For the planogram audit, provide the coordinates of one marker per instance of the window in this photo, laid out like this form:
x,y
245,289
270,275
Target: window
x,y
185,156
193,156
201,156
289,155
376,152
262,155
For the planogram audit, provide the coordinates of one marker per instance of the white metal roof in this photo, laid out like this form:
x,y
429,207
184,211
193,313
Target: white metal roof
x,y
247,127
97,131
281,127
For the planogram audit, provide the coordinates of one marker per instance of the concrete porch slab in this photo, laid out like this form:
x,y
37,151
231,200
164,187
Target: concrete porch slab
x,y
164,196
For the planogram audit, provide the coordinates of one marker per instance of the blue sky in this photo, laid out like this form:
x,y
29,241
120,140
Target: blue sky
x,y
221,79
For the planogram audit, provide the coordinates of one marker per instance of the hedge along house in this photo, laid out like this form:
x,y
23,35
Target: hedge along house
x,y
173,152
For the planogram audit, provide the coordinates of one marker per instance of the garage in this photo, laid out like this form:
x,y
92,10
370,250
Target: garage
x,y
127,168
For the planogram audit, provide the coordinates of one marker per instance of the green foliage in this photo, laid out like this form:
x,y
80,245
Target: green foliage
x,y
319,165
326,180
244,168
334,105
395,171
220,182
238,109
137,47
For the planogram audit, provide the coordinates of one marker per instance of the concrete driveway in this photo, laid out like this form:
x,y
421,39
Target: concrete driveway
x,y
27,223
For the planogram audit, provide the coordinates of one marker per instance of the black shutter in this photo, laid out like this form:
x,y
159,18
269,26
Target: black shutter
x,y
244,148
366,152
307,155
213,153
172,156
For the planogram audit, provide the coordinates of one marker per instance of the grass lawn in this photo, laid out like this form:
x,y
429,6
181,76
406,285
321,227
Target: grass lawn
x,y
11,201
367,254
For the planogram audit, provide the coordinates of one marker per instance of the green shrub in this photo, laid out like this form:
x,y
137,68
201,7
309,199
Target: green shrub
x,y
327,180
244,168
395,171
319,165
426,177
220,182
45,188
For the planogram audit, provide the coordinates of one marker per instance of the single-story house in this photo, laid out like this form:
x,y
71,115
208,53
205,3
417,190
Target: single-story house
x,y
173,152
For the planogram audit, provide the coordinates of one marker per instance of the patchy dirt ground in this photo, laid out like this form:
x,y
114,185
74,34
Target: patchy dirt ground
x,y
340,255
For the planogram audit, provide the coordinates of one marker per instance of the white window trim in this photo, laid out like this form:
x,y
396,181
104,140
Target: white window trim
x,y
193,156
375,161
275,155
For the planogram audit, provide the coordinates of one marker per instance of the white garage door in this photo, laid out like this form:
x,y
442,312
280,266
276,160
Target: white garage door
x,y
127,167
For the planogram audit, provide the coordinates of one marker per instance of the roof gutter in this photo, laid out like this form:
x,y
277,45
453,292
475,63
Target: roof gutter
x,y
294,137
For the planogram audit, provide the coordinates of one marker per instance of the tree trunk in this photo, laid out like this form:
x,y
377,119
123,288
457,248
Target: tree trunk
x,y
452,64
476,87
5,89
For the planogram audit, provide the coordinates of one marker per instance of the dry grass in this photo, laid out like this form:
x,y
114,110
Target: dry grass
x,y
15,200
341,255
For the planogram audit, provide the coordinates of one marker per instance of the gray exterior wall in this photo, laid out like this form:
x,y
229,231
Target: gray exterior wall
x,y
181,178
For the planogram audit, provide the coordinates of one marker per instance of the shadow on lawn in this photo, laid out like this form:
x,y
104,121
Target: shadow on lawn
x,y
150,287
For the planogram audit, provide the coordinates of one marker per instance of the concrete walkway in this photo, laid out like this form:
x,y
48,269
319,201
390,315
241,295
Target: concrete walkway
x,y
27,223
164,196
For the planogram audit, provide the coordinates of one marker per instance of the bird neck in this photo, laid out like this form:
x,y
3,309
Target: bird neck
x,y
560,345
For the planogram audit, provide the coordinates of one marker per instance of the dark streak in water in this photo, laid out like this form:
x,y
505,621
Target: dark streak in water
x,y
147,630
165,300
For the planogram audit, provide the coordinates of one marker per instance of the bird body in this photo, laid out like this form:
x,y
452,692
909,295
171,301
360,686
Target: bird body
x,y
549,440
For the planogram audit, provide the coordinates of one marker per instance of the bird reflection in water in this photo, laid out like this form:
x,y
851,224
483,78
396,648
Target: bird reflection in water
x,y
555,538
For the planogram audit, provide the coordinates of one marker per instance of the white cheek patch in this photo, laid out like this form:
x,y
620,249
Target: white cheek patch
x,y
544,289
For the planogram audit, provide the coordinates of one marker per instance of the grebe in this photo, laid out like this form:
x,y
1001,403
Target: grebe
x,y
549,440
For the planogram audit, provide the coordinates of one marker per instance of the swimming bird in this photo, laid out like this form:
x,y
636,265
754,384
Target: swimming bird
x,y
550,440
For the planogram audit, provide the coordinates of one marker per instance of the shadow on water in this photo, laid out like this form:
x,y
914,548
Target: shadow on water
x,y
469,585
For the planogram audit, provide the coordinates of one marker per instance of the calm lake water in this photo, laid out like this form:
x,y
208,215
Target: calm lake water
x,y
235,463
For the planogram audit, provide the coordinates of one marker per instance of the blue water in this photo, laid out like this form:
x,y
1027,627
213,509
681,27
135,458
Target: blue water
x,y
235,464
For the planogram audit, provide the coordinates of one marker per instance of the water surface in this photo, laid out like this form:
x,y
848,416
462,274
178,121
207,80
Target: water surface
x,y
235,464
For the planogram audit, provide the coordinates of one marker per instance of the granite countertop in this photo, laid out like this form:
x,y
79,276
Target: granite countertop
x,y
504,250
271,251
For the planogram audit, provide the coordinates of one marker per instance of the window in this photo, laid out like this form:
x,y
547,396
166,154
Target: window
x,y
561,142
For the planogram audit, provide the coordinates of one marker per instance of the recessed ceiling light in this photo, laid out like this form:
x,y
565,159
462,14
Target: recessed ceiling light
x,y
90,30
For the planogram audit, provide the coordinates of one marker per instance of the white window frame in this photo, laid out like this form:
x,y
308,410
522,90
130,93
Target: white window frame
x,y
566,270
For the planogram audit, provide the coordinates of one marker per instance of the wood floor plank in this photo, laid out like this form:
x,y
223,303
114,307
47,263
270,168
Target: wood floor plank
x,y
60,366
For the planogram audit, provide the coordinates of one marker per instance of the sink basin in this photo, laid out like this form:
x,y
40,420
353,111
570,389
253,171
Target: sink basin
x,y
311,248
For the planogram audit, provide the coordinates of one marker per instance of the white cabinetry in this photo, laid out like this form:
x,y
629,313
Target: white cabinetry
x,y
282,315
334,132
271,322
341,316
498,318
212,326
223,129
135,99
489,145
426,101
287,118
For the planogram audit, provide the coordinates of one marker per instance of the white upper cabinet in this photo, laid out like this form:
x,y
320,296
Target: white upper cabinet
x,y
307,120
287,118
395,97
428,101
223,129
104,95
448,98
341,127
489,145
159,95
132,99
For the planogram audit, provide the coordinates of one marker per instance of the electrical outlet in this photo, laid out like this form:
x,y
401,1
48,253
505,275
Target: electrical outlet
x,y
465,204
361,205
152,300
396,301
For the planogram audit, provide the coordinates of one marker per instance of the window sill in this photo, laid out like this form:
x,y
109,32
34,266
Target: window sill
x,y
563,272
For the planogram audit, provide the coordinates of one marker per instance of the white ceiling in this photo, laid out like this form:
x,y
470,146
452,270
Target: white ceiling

════

■ Instructions for the task ■
Would you reproduce the material above in full, exactly as given?

■ Result for this task ■
For the planogram audit, provide the coordinates of one marker per instance of the window in this photo, laid out like this form:
x,y
245,289
270,275
Target: window
x,y
185,156
193,156
201,156
289,155
376,152
262,155
For the planogram audit, provide the coordinates of one marker per instance of the white metal roof in this photo, laid out like this form:
x,y
429,207
184,211
193,313
Target: white metal roof
x,y
247,127
97,131
281,127
For the planogram audit, provide the coordinates of one marker per instance of the concrete porch slab in this photo, laid out like this form:
x,y
37,151
231,200
164,187
Target: concrete porch slab
x,y
164,196
For the planogram audit, provide the coordinates of one marker per instance of the blue sky in this photo, laid out like this form:
x,y
29,241
120,140
Target: blue sky
x,y
221,79
For the planogram audit, provide the coordinates of one marker per instance of the hedge along house in this photo, laid out like this form:
x,y
23,35
Target: hedge along house
x,y
173,152
For the planogram audit, provide the coordinates of one marker per instance of the garage in this photo, laid out like this form:
x,y
92,10
370,250
Target: garage
x,y
127,168
For the planogram audit, provide the coordinates of one marker per instance of the green foliage in this photo, laid out like this form:
x,y
80,245
Target: green foliage
x,y
319,165
326,180
244,168
334,105
395,171
220,182
238,109
137,47
For the planogram audit, provide the coordinates of one marker per instance of the concrete driveway in this photo, laid out like this form:
x,y
421,39
Target: concrete driveway
x,y
27,223
For the planogram audit, provide the coordinates of one marker per instance of the black shutter in this photo, laid out like this form:
x,y
159,18
269,26
Target: black shutter
x,y
244,148
366,152
307,155
213,153
172,156
For the planogram audit, provide the coordinates of one marker per instance of the grass lawn in this photo, laid out like this form:
x,y
429,6
181,76
406,285
321,227
Target: grass lawn
x,y
11,201
367,254
For the planogram audit, provide the coordinates of one marker per instance of the green shrub in this photo, laid out like this form:
x,y
137,68
201,7
309,199
Target: green shrub
x,y
327,180
244,168
395,171
319,165
426,177
220,182
45,188
For the planogram audit, provide the coordinates of one marker per instance of the single-story house in this photo, laid out like this form:
x,y
71,115
208,53
205,3
417,190
Target: single-story house
x,y
173,152
For the planogram audit, provide the coordinates of one marker per instance of the patchy dirt ground in this photo, laid out like this form:
x,y
114,185
74,34
Target: patchy dirt ground
x,y
340,255
For the planogram audit, provide the coordinates of one marker per instance of the white window trim in this photo, laid out like this form:
x,y
396,181
104,140
Target: white window trim
x,y
193,156
375,161
275,155
For the planogram audit, provide the coordinates of one marker per instance of the white garage door in this photo, laid out like this form:
x,y
442,312
280,266
276,160
Target: white garage door
x,y
127,167
For the planogram audit, provide the coordinates of one marker per instance of the roof gutter in this photo, laid out like this form:
x,y
277,45
453,292
475,63
Target: roof gutter
x,y
294,137
For the planogram audit, provide the coordinates of one marker per instance of the tree trunk in this photo, laid out like this form:
x,y
377,119
123,288
457,248
Target: tree trunk
x,y
452,64
476,87
5,89
For the planogram audit, provide the coordinates of one marker per instance of the dry grass in this photo, laid out like this form:
x,y
114,110
Target: dry grass
x,y
15,200
341,255
For the planogram audit, provide the coordinates of one marker per instance of the gray exterior wall in this photo, laid out like this form:
x,y
229,231
Target: gray exterior wall
x,y
181,178
For the planogram audit, provide the coordinates of one marker per instance of the shadow on lawn in this photo, laid out like this form:
x,y
104,121
Target: shadow on lawn
x,y
150,287
For the planogram audit, provide the coordinates of one marker per instance of the concrete walkway in this photo, laid out like this form:
x,y
48,269
319,201
390,315
241,295
Target: concrete walkway
x,y
27,223
164,196
For the planogram audit, provide the coordinates of one marker per instance of the bird neck in this photo, laid out like this form:
x,y
3,309
Target: bird neck
x,y
560,345
For the planogram audit, provide the coordinates of one marker per instance of the dark streak in water in this photo, laid out like this form:
x,y
505,621
Target: dark streak in water
x,y
147,630
165,300
For the planogram audit, provide the coordinates of one marker per instance of the bird body in this photo, laid out like this form:
x,y
452,692
909,295
171,301
360,686
Target: bird body
x,y
549,440
For the planogram audit, provide the coordinates of one marker per instance of the bird reflection in water in this photo, laid out like this form:
x,y
851,224
483,78
396,648
Target: bird reflection in water
x,y
555,538
For the planogram audit, provide the coordinates of one marker per instance of the white cheek patch in this photo, laid out like this form:
x,y
620,249
Target: white cheek patch
x,y
544,289
For the planogram audit, provide the coordinates of one marker per instance of the grebe in this photo, laid out like this form:
x,y
1001,403
Target: grebe
x,y
549,440
For the planogram audit, provide the coordinates of one marker per instance of the swimming bird in this photo, laid out like this form:
x,y
636,265
754,384
Target: swimming bird
x,y
550,440
For the planogram audit, provide the coordinates of one marker per instance of the shadow on water in this photo, laid out like this form:
x,y
914,548
Target: shadow on water
x,y
469,585
For the planogram audit, provide the coordinates of one marker per instance of the calm lake water in this photo, laid out like this form:
x,y
208,215
Target: calm lake water
x,y
235,463
For the planogram audit, provide the coordinates of one marker per instance of the blue water in this photo, laid out like this form:
x,y
1027,627
213,509
681,27
135,458
Target: blue water
x,y
235,464
For the planogram audit, provide the coordinates of one marker per instance of the water surface in this photo, laid out like this form:
x,y
848,416
462,274
178,121
207,80
Target: water surface
x,y
235,464
For the planogram audit, provide the coordinates of one marker per instance of the granite countertop in this photo, laid out like this form:
x,y
79,276
Target: granite countertop
x,y
504,250
271,251
For the planogram audit, provide the coordinates of one marker per instance of the window in this photo, laid out like this form:
x,y
547,396
166,154
Target: window
x,y
561,142
For the planogram audit, provide the coordinates of one marker per instance of the recessed ceiling light in this photo, laid out like this form:
x,y
565,159
462,14
Target: recessed ceiling light
x,y
90,30
For the planogram audit, provide the coordinates of one marker per instance of the white window frame in this photo, laid out like this form:
x,y
308,410
522,90
130,93
Target: white window frame
x,y
566,270
For the planogram audit, provide the coordinates of one marker per instance of the wood floor plank in this photo, laid out like this form:
x,y
223,303
114,307
47,263
270,168
Target: wood floor plank
x,y
60,366
For the planogram audit, provide the coordinates of one marker per instance of the sink basin in this photo, laid out like this form:
x,y
40,420
353,111
570,389
253,171
Target: sink basin
x,y
311,248
For the planogram audit, provide the coordinates of one marker per instance of the white cabinetry in this photo, laid out like this form:
x,y
629,313
Target: white cabinetry
x,y
282,315
334,132
271,322
341,316
498,318
212,326
223,129
135,99
489,145
426,101
287,118
For the planogram audit, provide the coordinates of one marker per instance of the white upper cabinet in this photo, laid out like this form:
x,y
320,296
Target: white upper cabinet
x,y
307,120
287,118
395,97
428,101
223,129
104,95
448,98
341,127
489,145
159,95
132,99
For the planogram audit, provide the coordinates of one marker per instance of the electrical outlet in this photo, laid out like this form:
x,y
401,1
48,253
505,275
Target: electrical outlet
x,y
465,204
361,205
152,300
396,301
For the planogram audit, provide the coordinates of one marker per instance of the window sill in this photo, laid out like this form:
x,y
109,32
34,266
Target: window sill
x,y
563,272
For the planogram audit, provide the coordinates of one marker per instance of the white ceiling in this photo, laid out like this form:
x,y
470,146
452,270
Target: white ceiling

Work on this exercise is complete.